- _DATA RECORDS_:
..........

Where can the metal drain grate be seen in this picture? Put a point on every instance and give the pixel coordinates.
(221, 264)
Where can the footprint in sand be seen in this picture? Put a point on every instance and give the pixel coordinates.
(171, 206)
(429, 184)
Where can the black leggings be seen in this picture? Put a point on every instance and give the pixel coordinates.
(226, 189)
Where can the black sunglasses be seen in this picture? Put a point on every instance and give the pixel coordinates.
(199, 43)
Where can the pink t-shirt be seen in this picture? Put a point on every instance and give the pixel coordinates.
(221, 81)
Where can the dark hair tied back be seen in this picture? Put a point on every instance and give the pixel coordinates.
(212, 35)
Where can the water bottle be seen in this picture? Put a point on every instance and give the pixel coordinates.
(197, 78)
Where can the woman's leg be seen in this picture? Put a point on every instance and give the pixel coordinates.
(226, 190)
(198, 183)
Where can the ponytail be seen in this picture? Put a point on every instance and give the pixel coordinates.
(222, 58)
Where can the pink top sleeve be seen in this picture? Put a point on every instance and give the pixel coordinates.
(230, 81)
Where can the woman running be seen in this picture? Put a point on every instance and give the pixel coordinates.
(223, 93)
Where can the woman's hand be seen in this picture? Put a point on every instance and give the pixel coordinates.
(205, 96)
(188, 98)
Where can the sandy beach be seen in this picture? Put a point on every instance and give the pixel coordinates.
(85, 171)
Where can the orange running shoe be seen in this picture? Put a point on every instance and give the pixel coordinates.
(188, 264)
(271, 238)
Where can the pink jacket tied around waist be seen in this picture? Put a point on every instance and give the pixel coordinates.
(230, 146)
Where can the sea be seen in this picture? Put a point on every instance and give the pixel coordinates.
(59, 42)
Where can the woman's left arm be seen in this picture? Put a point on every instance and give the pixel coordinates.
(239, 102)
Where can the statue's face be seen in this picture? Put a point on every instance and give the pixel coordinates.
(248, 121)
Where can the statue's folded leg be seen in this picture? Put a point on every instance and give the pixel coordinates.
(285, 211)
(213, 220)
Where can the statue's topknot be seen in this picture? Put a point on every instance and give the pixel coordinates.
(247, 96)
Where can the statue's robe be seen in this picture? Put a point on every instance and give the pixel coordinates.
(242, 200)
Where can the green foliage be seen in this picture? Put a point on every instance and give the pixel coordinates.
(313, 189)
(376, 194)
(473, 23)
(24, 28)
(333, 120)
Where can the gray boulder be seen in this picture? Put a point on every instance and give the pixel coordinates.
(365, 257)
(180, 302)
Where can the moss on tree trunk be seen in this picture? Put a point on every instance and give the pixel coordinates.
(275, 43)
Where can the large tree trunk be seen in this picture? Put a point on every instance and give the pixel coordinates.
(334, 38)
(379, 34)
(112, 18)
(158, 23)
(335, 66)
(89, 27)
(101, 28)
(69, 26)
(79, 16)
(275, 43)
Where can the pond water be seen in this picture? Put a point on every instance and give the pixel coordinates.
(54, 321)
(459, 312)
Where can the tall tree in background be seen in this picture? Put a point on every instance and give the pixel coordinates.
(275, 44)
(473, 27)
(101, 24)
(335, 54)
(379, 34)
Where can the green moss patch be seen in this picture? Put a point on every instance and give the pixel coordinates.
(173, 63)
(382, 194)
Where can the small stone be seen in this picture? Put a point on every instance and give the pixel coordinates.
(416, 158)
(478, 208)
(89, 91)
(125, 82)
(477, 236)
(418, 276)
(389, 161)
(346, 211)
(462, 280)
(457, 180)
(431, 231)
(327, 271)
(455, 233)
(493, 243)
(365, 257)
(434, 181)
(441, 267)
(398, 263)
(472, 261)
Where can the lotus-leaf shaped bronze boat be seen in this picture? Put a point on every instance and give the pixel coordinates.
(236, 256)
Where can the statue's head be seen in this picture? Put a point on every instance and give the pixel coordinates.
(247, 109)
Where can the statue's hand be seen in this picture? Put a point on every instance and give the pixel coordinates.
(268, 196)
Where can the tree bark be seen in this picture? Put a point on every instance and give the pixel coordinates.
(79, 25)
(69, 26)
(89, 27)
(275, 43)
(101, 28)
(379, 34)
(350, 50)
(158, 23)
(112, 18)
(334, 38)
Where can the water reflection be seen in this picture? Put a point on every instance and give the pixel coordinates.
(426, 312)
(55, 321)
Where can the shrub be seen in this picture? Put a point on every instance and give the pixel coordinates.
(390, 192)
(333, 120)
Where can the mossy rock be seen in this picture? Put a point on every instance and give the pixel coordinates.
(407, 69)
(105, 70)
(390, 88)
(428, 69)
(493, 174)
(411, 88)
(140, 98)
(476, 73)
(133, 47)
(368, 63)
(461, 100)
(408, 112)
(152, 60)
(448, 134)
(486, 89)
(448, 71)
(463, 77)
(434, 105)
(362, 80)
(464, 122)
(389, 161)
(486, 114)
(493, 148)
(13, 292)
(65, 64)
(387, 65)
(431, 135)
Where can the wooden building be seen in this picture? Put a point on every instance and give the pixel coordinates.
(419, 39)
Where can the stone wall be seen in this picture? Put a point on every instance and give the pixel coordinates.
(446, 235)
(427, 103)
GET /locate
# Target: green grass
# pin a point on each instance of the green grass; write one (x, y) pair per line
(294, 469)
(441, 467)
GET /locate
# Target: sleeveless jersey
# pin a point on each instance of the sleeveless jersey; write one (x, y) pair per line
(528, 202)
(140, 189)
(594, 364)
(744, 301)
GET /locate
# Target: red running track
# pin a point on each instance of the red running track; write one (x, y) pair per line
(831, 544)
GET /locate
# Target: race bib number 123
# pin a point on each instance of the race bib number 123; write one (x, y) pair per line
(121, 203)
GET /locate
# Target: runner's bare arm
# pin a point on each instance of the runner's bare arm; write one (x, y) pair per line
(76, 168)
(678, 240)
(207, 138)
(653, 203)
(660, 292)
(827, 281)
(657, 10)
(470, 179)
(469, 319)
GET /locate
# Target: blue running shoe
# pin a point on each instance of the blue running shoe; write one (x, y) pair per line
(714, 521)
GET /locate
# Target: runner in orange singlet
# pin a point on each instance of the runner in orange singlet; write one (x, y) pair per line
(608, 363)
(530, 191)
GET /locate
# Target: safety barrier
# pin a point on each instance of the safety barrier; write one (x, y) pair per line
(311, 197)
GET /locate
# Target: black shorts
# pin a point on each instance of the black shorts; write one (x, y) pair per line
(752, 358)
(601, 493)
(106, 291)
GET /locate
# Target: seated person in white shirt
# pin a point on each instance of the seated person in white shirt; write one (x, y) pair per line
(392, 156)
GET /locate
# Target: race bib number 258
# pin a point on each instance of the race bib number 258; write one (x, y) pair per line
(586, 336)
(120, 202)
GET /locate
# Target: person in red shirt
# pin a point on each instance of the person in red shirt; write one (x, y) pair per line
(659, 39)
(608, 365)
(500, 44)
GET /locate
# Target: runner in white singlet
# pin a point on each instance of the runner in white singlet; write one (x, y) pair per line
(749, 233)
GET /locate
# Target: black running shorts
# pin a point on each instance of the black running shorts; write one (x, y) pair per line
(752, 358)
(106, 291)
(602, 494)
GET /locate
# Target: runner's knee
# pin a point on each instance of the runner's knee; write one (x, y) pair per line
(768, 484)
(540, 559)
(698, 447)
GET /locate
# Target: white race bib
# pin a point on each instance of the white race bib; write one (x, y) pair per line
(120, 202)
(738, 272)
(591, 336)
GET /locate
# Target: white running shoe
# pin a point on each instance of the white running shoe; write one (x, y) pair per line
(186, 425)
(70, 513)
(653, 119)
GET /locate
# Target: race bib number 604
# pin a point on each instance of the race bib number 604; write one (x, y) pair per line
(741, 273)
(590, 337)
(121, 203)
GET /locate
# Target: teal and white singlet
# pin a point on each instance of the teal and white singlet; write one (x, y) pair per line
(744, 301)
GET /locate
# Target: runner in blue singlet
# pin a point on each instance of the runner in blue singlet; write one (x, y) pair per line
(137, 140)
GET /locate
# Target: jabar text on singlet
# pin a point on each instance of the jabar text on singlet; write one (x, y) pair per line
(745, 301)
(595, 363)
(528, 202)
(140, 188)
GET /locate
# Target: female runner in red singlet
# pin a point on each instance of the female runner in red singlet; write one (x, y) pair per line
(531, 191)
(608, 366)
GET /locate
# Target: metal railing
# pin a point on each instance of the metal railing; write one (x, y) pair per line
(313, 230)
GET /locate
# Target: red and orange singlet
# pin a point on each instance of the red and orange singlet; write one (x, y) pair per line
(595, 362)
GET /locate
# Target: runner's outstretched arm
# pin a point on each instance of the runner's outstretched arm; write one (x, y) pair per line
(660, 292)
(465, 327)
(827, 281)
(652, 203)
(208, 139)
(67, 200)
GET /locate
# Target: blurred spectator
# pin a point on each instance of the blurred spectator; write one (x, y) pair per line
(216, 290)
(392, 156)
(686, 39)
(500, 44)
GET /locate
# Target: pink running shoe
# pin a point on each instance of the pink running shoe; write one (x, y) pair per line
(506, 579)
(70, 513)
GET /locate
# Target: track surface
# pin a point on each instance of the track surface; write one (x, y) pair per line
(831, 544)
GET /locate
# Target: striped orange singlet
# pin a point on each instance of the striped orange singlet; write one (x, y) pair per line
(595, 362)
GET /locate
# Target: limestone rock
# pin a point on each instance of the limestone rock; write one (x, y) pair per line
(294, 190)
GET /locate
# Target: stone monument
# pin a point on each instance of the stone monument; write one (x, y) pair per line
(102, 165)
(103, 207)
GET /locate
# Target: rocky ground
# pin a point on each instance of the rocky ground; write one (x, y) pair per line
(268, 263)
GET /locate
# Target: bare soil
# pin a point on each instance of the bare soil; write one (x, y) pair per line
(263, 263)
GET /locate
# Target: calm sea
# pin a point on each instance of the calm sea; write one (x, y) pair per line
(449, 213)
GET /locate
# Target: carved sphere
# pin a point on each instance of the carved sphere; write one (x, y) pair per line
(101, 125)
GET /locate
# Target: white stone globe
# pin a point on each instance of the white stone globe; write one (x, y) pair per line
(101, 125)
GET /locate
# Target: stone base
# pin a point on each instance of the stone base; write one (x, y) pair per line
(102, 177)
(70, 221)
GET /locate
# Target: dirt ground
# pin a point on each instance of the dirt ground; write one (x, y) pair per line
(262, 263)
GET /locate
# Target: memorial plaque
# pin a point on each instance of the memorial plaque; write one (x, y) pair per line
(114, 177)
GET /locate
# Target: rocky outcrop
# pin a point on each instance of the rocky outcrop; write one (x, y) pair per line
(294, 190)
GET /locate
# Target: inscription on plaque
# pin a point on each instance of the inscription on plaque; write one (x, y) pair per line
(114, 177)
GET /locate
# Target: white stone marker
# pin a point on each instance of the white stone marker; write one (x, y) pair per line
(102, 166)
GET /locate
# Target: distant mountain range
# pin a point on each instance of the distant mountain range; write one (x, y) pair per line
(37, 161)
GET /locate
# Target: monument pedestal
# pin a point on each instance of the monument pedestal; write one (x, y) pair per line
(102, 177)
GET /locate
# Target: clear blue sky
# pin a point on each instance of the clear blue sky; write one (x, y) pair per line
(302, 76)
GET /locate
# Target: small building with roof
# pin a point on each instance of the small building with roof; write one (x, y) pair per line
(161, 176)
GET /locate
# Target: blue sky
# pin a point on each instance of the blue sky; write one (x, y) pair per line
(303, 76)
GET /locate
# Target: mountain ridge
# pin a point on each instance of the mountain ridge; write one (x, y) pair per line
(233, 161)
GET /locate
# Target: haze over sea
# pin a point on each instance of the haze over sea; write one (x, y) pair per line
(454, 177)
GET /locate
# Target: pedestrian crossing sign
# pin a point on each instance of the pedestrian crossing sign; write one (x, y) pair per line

..........

- _WRITTEN INSTRUCTION_:
Count how many lines in the rows above contain the word "limestone". Reply with the number only.

- _THE REPLY_:
2